* _Description of the task_
Which lines below hold the word "hair"? Report each one.

Extracted records
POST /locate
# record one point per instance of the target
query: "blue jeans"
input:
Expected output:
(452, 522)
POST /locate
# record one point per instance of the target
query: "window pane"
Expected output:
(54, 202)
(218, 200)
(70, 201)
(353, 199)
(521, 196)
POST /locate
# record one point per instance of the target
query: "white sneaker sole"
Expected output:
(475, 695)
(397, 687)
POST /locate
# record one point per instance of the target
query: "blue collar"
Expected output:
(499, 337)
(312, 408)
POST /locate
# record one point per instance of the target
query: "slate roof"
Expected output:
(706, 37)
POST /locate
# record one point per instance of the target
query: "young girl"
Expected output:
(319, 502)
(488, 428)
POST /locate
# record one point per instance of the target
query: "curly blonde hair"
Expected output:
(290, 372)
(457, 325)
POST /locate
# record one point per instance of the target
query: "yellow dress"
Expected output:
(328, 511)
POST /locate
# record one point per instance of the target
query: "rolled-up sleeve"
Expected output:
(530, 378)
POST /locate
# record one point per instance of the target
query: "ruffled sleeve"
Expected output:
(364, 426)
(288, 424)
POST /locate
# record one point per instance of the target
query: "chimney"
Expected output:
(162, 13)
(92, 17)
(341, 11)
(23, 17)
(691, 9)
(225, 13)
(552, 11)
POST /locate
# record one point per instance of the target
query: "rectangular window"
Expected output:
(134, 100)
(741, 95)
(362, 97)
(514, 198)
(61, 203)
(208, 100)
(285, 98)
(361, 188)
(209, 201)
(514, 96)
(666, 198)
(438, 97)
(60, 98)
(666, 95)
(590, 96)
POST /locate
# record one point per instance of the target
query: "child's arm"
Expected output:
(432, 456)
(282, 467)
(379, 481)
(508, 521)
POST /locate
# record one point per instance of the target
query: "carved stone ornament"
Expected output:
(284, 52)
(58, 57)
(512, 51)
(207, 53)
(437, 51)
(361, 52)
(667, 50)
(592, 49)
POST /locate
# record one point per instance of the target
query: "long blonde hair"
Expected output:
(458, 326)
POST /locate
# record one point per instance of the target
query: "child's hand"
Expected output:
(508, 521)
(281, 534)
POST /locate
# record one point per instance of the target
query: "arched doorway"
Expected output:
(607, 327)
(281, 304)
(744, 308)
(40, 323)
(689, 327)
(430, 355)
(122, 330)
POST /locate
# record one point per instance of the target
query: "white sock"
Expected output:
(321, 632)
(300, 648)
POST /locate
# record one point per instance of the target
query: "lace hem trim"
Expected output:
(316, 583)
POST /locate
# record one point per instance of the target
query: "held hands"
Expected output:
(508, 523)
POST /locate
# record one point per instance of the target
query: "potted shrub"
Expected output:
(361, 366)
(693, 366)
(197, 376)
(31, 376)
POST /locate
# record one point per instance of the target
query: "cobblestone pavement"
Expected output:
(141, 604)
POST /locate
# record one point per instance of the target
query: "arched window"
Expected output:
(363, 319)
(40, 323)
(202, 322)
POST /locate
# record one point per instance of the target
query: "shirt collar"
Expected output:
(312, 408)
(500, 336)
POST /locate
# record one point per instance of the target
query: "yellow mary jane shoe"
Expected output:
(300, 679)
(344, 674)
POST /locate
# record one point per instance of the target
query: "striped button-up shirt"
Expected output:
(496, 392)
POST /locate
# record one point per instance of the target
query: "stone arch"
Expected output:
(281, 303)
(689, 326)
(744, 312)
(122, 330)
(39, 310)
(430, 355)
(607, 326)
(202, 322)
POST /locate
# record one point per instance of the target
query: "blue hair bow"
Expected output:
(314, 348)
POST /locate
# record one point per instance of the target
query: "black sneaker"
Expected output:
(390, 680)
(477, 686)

* _Answer space_
query: "curly blonde hair"
query: "long blonde hair"
query: "blue hair bow"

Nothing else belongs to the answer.